Polecenie - Znajdź poniżej wszystkie wiersze, w których występuje słowo „green”, i przepisz każdy z nich.

(Wpisy z oznaczeniem współrzędnych)
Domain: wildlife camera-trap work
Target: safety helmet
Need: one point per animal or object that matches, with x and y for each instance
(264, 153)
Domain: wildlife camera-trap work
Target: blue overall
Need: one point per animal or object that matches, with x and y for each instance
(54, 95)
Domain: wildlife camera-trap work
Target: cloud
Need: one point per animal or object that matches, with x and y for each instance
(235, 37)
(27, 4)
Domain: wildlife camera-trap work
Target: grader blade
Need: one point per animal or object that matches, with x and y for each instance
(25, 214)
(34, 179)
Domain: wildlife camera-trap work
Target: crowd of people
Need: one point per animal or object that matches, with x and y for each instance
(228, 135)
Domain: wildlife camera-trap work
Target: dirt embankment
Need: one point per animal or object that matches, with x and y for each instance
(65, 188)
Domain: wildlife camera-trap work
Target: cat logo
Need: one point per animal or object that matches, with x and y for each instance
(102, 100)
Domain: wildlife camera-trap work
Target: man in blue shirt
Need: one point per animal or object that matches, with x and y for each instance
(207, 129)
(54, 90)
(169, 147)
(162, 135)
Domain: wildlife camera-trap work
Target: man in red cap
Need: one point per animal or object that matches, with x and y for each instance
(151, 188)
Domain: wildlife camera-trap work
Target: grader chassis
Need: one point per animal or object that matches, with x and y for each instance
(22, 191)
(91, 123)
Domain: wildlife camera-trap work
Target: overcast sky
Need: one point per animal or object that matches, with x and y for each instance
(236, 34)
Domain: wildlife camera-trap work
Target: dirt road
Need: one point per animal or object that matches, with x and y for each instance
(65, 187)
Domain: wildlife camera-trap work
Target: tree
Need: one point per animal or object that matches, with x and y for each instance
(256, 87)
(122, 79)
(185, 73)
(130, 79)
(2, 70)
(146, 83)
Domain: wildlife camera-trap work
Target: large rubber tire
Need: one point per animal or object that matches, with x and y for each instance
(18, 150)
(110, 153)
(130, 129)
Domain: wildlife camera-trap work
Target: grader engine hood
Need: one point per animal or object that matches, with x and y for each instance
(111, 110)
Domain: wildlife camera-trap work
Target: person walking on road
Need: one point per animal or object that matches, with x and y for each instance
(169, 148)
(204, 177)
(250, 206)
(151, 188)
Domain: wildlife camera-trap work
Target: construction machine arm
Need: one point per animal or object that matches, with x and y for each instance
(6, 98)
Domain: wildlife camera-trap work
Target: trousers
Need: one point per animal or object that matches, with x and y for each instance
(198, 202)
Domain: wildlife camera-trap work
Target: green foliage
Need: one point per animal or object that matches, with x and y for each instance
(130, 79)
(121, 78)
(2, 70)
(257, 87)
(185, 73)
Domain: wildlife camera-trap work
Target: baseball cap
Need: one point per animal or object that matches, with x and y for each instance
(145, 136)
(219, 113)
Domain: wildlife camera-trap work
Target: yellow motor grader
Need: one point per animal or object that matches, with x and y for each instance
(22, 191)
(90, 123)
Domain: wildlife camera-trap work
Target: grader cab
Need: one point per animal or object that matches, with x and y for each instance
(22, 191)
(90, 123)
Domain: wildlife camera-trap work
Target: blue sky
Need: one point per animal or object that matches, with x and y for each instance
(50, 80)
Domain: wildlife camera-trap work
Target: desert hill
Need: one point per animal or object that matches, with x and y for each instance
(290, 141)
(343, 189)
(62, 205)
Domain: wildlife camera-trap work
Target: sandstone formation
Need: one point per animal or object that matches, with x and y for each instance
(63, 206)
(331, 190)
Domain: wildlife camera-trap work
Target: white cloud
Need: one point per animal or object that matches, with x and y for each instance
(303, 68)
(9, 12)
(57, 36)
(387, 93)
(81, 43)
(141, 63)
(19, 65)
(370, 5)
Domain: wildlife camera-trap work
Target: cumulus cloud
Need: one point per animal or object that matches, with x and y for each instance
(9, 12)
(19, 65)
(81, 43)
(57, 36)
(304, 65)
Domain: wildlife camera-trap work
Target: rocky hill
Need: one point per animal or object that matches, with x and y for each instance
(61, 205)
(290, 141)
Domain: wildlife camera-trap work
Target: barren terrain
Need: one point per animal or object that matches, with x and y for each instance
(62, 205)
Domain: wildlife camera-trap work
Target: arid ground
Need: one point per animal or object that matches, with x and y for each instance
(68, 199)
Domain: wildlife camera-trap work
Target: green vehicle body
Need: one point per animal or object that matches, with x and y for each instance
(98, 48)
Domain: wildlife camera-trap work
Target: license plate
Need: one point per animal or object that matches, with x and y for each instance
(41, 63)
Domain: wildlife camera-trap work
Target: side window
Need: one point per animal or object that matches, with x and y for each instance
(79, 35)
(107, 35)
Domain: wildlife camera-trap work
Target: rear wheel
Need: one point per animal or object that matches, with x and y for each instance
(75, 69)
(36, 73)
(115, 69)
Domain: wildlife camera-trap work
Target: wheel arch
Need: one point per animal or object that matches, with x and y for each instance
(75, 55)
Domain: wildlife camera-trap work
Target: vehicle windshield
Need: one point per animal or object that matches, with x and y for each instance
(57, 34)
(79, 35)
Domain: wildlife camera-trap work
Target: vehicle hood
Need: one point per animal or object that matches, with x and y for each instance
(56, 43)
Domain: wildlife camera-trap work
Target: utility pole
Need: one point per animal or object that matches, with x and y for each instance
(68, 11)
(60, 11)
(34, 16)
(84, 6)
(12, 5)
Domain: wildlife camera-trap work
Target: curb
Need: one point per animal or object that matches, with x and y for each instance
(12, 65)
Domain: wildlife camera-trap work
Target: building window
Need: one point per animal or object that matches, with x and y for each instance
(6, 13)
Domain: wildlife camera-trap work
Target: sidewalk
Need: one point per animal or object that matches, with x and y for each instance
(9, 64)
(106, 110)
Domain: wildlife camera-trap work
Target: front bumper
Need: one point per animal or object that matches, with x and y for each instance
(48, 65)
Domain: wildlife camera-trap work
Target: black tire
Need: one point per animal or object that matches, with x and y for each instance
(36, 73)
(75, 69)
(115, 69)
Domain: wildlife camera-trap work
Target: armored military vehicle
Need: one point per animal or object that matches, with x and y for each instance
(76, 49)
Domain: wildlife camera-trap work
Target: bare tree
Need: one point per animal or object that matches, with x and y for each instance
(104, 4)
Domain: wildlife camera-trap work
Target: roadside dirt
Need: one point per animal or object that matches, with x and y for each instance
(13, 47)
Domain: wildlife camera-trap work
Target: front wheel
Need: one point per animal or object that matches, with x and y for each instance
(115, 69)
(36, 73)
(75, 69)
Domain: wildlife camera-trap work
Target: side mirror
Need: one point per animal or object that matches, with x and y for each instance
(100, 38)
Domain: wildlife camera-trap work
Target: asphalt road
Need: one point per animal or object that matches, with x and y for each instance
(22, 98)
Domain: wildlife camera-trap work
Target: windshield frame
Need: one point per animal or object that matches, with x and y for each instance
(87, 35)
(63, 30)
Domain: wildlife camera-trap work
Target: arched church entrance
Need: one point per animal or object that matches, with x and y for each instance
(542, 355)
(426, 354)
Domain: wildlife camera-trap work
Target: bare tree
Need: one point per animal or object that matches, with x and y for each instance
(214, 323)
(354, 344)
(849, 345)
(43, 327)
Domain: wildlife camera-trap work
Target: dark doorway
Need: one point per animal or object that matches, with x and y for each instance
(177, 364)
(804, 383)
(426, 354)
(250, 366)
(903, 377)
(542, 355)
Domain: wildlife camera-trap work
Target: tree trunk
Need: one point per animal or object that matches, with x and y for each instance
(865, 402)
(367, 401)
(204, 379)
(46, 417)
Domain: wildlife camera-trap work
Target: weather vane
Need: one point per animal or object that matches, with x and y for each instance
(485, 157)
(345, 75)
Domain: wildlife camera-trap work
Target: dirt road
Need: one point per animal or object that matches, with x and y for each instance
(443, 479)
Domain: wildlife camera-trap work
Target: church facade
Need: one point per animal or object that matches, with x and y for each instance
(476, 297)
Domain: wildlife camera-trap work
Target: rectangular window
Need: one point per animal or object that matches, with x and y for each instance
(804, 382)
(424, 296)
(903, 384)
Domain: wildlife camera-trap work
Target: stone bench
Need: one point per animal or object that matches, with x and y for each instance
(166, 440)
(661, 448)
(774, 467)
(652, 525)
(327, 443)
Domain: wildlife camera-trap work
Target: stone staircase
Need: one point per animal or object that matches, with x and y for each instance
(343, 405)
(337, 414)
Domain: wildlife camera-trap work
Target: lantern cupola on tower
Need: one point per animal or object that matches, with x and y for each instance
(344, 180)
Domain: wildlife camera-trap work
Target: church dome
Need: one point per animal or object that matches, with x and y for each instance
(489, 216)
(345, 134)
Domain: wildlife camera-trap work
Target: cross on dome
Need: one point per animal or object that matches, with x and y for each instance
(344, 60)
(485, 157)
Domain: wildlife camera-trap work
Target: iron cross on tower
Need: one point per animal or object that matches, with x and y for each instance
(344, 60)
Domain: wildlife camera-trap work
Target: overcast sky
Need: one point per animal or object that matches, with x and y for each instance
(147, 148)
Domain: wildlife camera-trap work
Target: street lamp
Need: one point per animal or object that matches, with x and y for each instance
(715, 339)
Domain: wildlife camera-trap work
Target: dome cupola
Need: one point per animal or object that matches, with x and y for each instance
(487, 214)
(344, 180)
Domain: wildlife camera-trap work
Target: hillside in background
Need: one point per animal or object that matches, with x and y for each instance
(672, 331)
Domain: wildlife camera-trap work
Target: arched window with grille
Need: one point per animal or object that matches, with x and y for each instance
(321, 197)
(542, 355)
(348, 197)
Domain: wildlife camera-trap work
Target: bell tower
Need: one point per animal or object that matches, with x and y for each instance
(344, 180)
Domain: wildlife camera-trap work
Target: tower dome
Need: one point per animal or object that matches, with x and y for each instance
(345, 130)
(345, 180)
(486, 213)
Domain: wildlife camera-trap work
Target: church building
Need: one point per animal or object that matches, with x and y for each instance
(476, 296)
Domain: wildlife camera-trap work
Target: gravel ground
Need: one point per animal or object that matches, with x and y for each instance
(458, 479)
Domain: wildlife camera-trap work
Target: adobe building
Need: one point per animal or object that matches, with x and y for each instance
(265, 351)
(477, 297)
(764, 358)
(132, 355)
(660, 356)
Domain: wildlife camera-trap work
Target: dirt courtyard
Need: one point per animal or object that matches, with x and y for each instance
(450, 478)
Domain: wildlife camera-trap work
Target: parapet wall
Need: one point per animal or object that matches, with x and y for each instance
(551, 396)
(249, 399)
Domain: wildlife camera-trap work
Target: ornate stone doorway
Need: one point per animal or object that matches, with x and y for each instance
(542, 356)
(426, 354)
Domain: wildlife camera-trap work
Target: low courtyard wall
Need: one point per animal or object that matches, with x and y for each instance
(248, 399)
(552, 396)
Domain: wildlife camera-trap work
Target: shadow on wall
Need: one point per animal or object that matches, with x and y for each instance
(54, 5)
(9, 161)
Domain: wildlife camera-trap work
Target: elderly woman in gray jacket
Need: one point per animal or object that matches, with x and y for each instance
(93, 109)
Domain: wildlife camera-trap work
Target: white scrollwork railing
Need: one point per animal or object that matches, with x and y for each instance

Pełna odpowiedź -
Target: green foliage
Target: green vehicle body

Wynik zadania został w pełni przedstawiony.